● **DESCRIPTION OF THE TASK**: Skip the images and copy each record exactly as written.

● **TASK DATA**:
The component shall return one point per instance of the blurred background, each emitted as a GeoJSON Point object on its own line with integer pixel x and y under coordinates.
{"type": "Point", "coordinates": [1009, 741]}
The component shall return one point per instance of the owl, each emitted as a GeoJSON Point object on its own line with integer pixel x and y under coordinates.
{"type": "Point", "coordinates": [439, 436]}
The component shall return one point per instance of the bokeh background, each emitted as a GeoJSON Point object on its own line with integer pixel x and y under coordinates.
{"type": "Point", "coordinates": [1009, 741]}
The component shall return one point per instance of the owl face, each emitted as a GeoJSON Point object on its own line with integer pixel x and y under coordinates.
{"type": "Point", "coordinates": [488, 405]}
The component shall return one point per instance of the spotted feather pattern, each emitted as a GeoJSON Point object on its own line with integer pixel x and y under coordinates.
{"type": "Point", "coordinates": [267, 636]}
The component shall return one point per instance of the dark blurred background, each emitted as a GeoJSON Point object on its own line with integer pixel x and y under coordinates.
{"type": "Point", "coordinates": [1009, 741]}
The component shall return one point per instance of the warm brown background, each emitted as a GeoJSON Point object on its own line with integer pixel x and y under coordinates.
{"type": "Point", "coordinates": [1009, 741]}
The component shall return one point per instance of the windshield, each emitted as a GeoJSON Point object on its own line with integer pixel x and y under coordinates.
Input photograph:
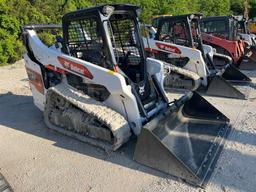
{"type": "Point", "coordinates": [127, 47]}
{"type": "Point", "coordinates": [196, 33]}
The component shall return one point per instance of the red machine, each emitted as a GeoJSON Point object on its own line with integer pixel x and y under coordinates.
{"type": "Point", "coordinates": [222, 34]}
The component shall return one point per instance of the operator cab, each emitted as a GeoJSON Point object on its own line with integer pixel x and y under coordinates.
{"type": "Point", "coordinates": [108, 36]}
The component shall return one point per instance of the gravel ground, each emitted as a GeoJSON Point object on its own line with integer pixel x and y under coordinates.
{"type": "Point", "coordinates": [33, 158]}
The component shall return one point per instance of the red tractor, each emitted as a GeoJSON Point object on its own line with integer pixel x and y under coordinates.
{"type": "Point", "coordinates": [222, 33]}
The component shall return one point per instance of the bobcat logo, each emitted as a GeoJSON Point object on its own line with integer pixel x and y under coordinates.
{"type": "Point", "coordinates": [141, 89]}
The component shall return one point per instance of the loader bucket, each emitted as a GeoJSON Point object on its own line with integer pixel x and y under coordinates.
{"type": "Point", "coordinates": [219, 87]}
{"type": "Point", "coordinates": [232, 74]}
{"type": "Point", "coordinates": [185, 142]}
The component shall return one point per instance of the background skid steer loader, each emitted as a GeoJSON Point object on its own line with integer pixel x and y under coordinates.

● **FINISHED ANSWER**:
The component shall return one point per instance of the blurred background, each emitted as a GeoJSON Point object on its own line with integer pixel x and y under coordinates.
{"type": "Point", "coordinates": [1009, 741]}
The component shall return one point per instance of the owl, each emitted as a GeoJSON Point object on its own line with integer pixel x and y under coordinates.
{"type": "Point", "coordinates": [439, 436]}
The component shall return one point per instance of the bokeh background, each emitted as a GeoJSON Point object on its own line with integer pixel x and y under coordinates.
{"type": "Point", "coordinates": [1009, 741]}
The component shall return one point per instance of the owl face, each emitted as a GeoJSON Point object on its own line with integer pixel x and y under coordinates.
{"type": "Point", "coordinates": [488, 405]}
The component shall return one point per instance of the spotted feather pattern, each emitted as a GeoJSON Point object on its own line with integer pixel x and y under coordinates.
{"type": "Point", "coordinates": [267, 636]}
The component shall return one point per instance of the dark blurred background, each emitted as a GeoJSON Point object on its own line with integer pixel x and y under coordinates.
{"type": "Point", "coordinates": [1009, 741]}
The component shall return one point per instance of the warm brown background, each emitted as a GeoJSON Point object on its own line with integer pixel x and y under coordinates.
{"type": "Point", "coordinates": [1009, 741]}
The component shall return one point per instance of the windshield, each emitted as a GeoJSON Point object on its own line with integer pixel x and y under coordinates.
Input photograph:
{"type": "Point", "coordinates": [127, 47]}
{"type": "Point", "coordinates": [196, 33]}
The component shall return one point per instance of the red machine, each emitted as a GeoJSON Point object on its own line with integer pixel x and y under coordinates.
{"type": "Point", "coordinates": [222, 34]}
The component shall return one point per instance of the operator cab, each emitted as a GeoJSON Point object on its own line with integer pixel x and y under coordinates.
{"type": "Point", "coordinates": [108, 36]}
The component shall return one point per instance of the gravel ground, each emitted as a GeoJSON Point object on its own line with integer pixel x and y under coordinates.
{"type": "Point", "coordinates": [33, 158]}
The component shall return one point per instance of the red tractor, each emitted as a GeoJSON Point object on its own line with integer pixel x and y under coordinates.
{"type": "Point", "coordinates": [222, 33]}
The component shall return one point per instance of the bobcat logo, each emitted as a GeoJSON Point object on its own line with integer pixel x and y under coordinates.
{"type": "Point", "coordinates": [141, 89]}
The component shall return one point per instance of the loader bucket, each emitted as a GeoJSON Point object on its own line with integer pixel x and y under coordinates.
{"type": "Point", "coordinates": [219, 87]}
{"type": "Point", "coordinates": [232, 74]}
{"type": "Point", "coordinates": [185, 142]}
The component shall return one point per instance of the background skid steer loader, each emitted as a GeoJSON Point object on its own line with integer pixel x and y under coordinates.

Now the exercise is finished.